EXERCISE TASK 1:
Identify every line in the records below that contains the word "light", and copy each of those lines in full.

━━━ PASSAGE GIVEN

While one was a fluke and the other an aberration, sloppy play and questionable baserunning have been constants.

Defensive metrics are imperfect, but Defensive Runs Saved offers a pretty reasonable snapshot of a team’s play in the field, and the Blue Jays headed into Friday’s action second-worst in the majors at minus-30 runs, which means their defenders have saved 30 runs less than the average.

Combine that with their big-league leading 22 outs on the bases, a measure that does not include their five pickoffs and five caught stealings, and there are some critical areas to stabilize if they’re going to both make the playoffs and succeed if qualified.

“Our whole year has been such a collective effort,” GM Ross Atkins, speaking before the club’s player moves had been made, replied when asked which areas the team needs to shore up for the home-stretch. “There’ve been times that our bullpen has carried us. There’ve been times that our offence has carried us. There’ve been times that our defence has been good. And there’ve been times that we've struggled fundamentally.

“So I think it’s really a matter of us just putting things together for us to be a very good team. If we were to make a playoff run and then be in the playoffs, it would be a matter of us scoring when we are also preventing. We haven’t synced that up that well this year.”

No, they haven’t, as in the 11 games they’ve scored seven or more runs, four have been decided by one run, two have been settled by two runs, and another by three runs. That’s partly why they’ve been in leverage so often this season, and paired with the club’s strategic reluctance to allow their starters to work a third time through the lineup, leads to the constant fatigue that could eventually undermine the bullpen’s steadying strength.

━━━━━━
━━━ MATERIAL PROVIDED

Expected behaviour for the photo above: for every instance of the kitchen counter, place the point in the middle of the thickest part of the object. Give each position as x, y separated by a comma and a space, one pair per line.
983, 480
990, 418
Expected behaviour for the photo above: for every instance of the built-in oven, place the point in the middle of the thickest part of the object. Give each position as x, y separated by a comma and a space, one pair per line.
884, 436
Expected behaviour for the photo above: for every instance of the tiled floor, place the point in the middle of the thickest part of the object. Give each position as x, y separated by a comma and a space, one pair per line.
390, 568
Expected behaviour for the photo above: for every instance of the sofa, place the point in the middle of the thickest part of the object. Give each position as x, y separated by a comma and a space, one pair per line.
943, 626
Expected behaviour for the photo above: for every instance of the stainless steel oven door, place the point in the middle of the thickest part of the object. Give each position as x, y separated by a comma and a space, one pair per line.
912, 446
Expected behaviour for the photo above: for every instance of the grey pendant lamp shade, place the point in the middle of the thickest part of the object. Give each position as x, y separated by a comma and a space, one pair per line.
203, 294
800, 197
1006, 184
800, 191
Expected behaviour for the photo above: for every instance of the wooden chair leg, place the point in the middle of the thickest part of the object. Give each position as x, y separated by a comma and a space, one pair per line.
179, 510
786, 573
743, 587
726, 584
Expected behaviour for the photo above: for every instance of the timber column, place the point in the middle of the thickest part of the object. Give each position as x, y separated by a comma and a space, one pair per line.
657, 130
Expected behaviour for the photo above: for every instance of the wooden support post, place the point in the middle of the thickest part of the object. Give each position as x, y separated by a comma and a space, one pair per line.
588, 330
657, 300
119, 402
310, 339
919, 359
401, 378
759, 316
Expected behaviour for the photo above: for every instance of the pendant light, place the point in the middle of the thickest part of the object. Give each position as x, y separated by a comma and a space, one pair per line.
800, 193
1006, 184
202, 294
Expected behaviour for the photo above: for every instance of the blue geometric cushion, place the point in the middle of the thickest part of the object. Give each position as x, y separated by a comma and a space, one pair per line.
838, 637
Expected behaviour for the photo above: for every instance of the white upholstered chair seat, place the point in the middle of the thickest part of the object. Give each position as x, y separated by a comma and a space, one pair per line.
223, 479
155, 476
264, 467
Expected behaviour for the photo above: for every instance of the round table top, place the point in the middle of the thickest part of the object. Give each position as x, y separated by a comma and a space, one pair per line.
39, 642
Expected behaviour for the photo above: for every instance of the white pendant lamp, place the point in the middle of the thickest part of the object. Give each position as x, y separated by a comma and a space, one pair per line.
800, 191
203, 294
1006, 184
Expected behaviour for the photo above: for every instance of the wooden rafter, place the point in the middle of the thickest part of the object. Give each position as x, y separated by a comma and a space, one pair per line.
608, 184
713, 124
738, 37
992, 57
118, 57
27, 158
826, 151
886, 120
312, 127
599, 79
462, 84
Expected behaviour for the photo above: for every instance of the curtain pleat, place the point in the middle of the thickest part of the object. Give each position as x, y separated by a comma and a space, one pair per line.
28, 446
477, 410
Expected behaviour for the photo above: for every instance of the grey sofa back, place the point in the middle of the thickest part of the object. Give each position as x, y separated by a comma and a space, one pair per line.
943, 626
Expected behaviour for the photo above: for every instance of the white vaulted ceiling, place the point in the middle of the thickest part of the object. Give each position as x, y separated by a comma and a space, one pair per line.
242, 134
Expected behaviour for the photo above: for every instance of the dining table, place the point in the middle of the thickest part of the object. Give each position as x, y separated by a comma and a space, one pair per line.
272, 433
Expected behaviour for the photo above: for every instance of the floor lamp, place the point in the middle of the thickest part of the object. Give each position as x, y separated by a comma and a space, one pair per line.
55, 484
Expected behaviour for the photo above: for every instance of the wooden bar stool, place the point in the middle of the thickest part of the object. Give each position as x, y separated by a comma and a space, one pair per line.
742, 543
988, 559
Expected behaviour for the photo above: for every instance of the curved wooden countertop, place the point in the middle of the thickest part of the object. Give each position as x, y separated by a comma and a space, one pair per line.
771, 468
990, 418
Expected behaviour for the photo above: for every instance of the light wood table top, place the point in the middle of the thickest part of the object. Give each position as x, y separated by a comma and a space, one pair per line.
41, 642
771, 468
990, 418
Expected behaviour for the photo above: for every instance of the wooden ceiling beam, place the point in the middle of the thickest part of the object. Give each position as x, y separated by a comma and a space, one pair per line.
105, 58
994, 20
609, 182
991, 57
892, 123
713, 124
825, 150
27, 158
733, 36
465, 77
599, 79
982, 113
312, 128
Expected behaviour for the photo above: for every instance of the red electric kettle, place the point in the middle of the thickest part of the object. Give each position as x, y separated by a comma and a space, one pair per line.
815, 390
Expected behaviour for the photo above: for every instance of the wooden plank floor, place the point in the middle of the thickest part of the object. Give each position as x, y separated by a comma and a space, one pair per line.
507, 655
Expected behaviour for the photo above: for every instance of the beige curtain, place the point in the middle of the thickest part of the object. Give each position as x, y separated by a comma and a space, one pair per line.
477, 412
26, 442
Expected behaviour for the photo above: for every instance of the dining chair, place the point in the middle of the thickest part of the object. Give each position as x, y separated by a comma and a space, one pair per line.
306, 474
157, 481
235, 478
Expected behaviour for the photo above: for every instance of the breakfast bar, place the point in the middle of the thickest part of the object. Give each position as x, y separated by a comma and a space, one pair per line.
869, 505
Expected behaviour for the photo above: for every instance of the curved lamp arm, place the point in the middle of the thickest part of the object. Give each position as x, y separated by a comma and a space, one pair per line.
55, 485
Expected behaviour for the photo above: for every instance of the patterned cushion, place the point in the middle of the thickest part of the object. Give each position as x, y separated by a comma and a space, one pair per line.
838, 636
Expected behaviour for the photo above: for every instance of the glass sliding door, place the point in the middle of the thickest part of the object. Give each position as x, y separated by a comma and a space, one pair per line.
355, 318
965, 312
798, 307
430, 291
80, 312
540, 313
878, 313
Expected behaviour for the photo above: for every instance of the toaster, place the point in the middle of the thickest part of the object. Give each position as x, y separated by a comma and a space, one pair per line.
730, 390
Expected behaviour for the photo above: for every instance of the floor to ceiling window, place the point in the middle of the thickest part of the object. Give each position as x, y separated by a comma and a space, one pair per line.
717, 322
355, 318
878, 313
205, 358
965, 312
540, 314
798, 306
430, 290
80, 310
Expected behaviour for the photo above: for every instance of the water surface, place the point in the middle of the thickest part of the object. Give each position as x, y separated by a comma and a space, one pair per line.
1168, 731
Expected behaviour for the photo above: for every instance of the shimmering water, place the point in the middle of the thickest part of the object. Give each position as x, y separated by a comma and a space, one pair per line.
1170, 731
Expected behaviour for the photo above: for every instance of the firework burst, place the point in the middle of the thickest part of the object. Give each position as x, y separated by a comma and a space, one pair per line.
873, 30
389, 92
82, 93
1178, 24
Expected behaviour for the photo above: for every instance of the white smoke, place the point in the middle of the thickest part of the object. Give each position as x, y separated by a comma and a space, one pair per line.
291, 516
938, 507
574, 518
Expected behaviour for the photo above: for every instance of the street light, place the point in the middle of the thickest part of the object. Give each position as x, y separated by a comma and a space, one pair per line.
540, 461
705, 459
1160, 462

━━━━━━

EXERCISE TASK 2:
Echo back the entire passage above on the Blue Jays' defensive and baserunning problems without changing a word.

PROBLEM SOLUTION 1:
Expected behaviour for the photo above: for every instance of the pendant light, place the point in the middle of the thickest part of the object. Give each position as x, y separated by a comma and a space, one pair per line.
Expected behaviour for the photo above: for every instance of the light wood table top, place the point in the middle of the thickest part of the object. Give each position as x, y separated by a comma and a space, one pair per line.
Expected behaviour for the photo above: for every instance of the street light, place the point in the middle of the thickest part of the object. Give each position as x, y separated by a comma and a space, one pair per line.

PROBLEM SOLUTION 2:
While one was a fluke and the other an aberration, sloppy play and questionable baserunning have been constants.

Defensive metrics are imperfect, but Defensive Runs Saved offers a pretty reasonable snapshot of a team’s play in the field, and the Blue Jays headed into Friday’s action second-worst in the majors at minus-30 runs, which means their defenders have saved 30 runs less than the average.

Combine that with their big-league leading 22 outs on the bases, a measure that does not include their five pickoffs and five caught stealings, and there are some critical areas to stabilize if they’re going to both make the playoffs and succeed if qualified.

“Our whole year has been such a collective effort,” GM Ross Atkins, speaking before the club’s player moves had been made, replied when asked which areas the team needs to shore up for the home-stretch. “There’ve been times that our bullpen has carried us. There’ve been times that our offence has carried us. There’ve been times that our defence has been good. And there’ve been times that we've struggled fundamentally.

“So I think it’s really a matter of us just putting things together for us to be a very good team. If we were to make a playoff run and then be in the playoffs, it would be a matter of us scoring when we are also preventing. We haven’t synced that up that well this year.”

No, they haven’t, as in the 11 games they’ve scored seven or more runs, four have been decided by one run, two have been settled by two runs, and another by three runs. That’s partly why they’ve been in leverage so often this season, and paired with the club’s strategic reluctance to allow their starters to work a third time through the lineup, leads to the constant fatigue that could eventually undermine the bullpen’s steadying strength.